▶ Tarefa A
Liste todas as palavras do texto sobre o combate à corrupção que começam com letra maiúscula sem ser a primeira palavra de uma frase.
▶ Tarefa B
Imprima o trecho do texto sobre o combate à corrupção que começa em "Em que pese" e termina em "da sua geração.", copiando-o sem alterações.

▶ Texto do documento
Em que pese a gravidade dessas questões e a necessidade de soluções rápidas, tudo leva a crer que, apesar das grandes transformações que vêm ocorrendo no Brasil serem frutos da geração jovem guarda, a solução para essa questão não deve ocorrer pelas mesmas mãos. Afinal, o combate à corrupção e ao corporativismo - mensalões e sanguessugas inclusos - parecem tão mais trabalhoso do que se imaginava e não deve sobrar tempo para mais nada. Tão trabalhoso que foi preciso aceitar a ajuda dos caras pintadas, hoje transformados em valorosos Promotores de Justiça, orientação maior da sua geração.

▶ Material fornecido

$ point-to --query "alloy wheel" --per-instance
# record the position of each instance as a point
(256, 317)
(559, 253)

▶ Resultado da tarefa A
Brasil
Promotores
Justiça

▶ Resultado da tarefa B
Em que pese a gravidade dessas questões e a necessidade de soluções rápidas, tudo leva a crer que, apesar das grandes transformações que vêm ocorrendo no Brasil serem frutos da geração jovem guarda, a solução para essa questão não deve ocorrer pelas mesmas mãos. Afinal, o combate à corrupção e ao corporativismo - mensalões e sanguessugas inclusos - parecem tão mais trabalhoso do que se imaginava e não deve sobrar tempo para mais nada. Tão trabalhoso que foi preciso aceitar a ajuda dos caras pintadas, hoje transformados em valorosos Promotores de Justiça, orientação maior da sua geração.